** start of SELECTED EXCERPT **

[PRCo] Local of PTM - Answer to Mark
Fred W. Schneider III
fschnei at supernet.com
Sat Nov 10 18:40:38 EST 2001
Is County Home Siding where the Fairgrounds are now? Also, where
> PTM now has the Arden Loop, did the original line continue into Washington
> from there? I have seen one map in a 1952 issue of E.R.A. Headlights
> available at PTM. This only shows the map from Tylerdale Car House to the
> city of Washington. It does not show wher e PTM is now located. Does anyone
> have a map of the old Washington line they'd wish to share with me. A copy
> would be appreciated. I would gladly pay for such a map. Alot of questions
> would be answered with the appropriate map. Thanks a bunch!
> Mark McGuire
I'll try to describe the museum property Mark, but someone else will
need to scan a map for you. I have no scanner.
The Pittsburgh Electric Railway Club owned three cars in 1953 and were
looking for a place to locate. Long story made simple.
Most trolley rights-of-way in Pennsylvania were only leased to the
railways and would revert back to the owners on record in 1903 or their
heirs or assigns. Very little property was available for outright
purchase. They settled on approximately 1/2 mile of track between the
Pennsylvania Railroad and North Main Street about three miles due north
of the center of the city of Washington, Pennsylvania. At that point,
both Main Street, the railroad, and the trolley line were not going
north-south but almost exactly east-west.
The Pennsylvania Railroad was on the scene first. Considering the
somewhat less than flat topography of southwestern Pennsylvania, they
found it advantages to follow Chartiers Creek all the way from the Ohio
River west of Pittsburgh to Washington ... roughly the same alignment as
the original US 19 and of I-79 today, passing through Carnegie,
Bridgeville, Southpointe, Morganza, Canonsburg, Houston, Tylerdale and
into Washington.
The creek actually flows from west to east at the museum site. The
railroad was coming down from the north (actually north north east of
Washington) and then circles all the way around the north side of
Washington to the northwest.
The trolley line, which came along in 1904 after the opening of the
railroad, chose or was forced to follow the north side of the railroad,
again, all the way around the city from Northeast to Northwest of
Washington. It was unable to cross the railroad except on Jefferson
Avenue, a public street that went west north west out of downtown
Washington. This obviously ultimately added about three miles to the
car line distance to Pittsburgh, but it was not a significant deterent
because the population also followed the creek. The later 1940 edition
of US 19 was shorter but it skipped along the hill tops where no one
lived. (No one then, they do now).
There was a half mile of right-of-way available for sale in 1953 between
North Main Street and the Pennsylvania Railroad, running east west,
about three miles due north of downtown Washington. The Washington
County Home was located on this piece of track, as was County Home
Siding. [The provision of a final shelter and health care to indigent
older people in Pennsylvania is a county responsibility ... the names
vary from time to time and place to place such as Lehigh County Alms
Home, Berks Heim, or Lancaster County Home but the meaning is the
same.] County Home Siding exists as a placed to store cars placed
attractively under large blue bags.

** end of SELECTED EXCERPT **
** start of DATA LISTING **

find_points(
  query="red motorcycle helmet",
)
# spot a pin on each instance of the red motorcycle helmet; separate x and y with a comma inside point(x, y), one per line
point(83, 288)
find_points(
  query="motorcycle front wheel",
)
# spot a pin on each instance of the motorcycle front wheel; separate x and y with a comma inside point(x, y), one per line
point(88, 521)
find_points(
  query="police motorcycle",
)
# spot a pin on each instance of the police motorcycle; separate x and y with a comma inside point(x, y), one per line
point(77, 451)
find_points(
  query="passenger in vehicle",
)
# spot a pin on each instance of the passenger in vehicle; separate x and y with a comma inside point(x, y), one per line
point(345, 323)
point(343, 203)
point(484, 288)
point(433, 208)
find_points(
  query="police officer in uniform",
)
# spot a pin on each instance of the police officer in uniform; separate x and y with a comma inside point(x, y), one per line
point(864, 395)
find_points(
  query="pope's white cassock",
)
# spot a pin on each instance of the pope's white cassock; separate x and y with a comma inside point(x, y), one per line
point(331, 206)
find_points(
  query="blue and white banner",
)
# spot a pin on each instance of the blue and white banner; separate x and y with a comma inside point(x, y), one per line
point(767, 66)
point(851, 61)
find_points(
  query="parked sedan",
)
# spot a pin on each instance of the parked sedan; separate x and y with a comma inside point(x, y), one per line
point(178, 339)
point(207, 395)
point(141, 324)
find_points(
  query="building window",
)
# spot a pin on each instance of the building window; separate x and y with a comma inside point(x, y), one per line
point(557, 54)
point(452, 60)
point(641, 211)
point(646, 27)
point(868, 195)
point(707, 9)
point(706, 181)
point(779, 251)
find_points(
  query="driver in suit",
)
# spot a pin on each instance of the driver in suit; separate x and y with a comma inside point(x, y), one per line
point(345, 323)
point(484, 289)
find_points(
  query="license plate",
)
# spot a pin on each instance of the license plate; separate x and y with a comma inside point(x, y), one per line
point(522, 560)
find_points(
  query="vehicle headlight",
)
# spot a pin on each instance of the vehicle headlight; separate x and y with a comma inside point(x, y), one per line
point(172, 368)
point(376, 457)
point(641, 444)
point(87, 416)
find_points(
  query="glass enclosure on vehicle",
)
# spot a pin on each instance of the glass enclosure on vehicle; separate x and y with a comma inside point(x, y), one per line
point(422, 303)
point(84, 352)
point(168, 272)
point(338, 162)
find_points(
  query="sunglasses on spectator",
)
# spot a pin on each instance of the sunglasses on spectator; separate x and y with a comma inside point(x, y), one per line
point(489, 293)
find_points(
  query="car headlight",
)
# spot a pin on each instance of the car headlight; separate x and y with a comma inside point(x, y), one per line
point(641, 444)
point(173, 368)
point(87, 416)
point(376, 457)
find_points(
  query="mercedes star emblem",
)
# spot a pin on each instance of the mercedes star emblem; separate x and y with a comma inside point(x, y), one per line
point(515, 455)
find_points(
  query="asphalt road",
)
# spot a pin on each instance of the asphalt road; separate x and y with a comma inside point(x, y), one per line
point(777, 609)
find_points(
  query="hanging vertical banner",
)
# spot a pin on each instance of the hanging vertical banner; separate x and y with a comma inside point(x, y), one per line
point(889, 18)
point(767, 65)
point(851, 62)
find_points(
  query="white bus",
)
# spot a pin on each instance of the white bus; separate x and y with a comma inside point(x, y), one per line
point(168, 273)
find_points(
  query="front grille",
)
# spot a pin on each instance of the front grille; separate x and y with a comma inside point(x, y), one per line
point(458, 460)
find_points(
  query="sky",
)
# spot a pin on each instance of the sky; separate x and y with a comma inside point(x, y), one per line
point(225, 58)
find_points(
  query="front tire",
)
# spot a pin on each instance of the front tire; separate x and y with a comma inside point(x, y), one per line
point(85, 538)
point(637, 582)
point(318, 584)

** end of DATA LISTING **

▸ CHALLENGES
1. Condense the paragraph of the trolley museum post that begins "The trolley line, which came along in 1904" into a short bulleted list that keeps its main facts.
2. Extend the trolley museum post with a few more sentences, picking up after its final sentence.

▸ ANSWERS TO THE PROBLEMS
1.
- The trolley line arrived in 1904, after the railroad opened.
- It ran along the north side of the railroad, all the way around Washington from northeast to northwest.
- It could cross the railroad only on Jefferson Avenue, a public street heading west-northwest out of downtown Washington.
- This added about three miles to the car line distance to Pittsburgh.
- The extra distance was not a significant deterrent, because the population also followed the creek.
- The 1940 edition of US 19 was shorter, but it ran along the hilltops, where no one lived then (people do now).

2.
As a sidebar, subsequent to the abandonment of the trolleys, a new
Washington County Home was built on the north side of North Main Street
and the older facility between the highway and the carline was removed.
The original property included at its western most end a bridge over a
tributary of Chartiers Creek, which was removed in a fit of sanity.
Tylerdale, situated just outside the Washington city limits along the
extension of Jefferson Avenue to the northwest or west northwest, was
the location of the third division car house and the final substation
for city routes in Washington and that end of the interurban. The barn
took the expression pole barn to its logical extreme ... it was nothing
more than a long ugly structure covered with corrugated steel with the
east end completely open to the weather ... an ideal place to work in
the winter. It was so dark inside that I couldn't even read the dials
on my camera at two o'clock in the afternoon. The barn was accessible
by a dirt road but I don't remember a large parking lot. Of course the
first trick and last trick operators had to begin or end their day
their. The museum site is several miles east of Tylerdale.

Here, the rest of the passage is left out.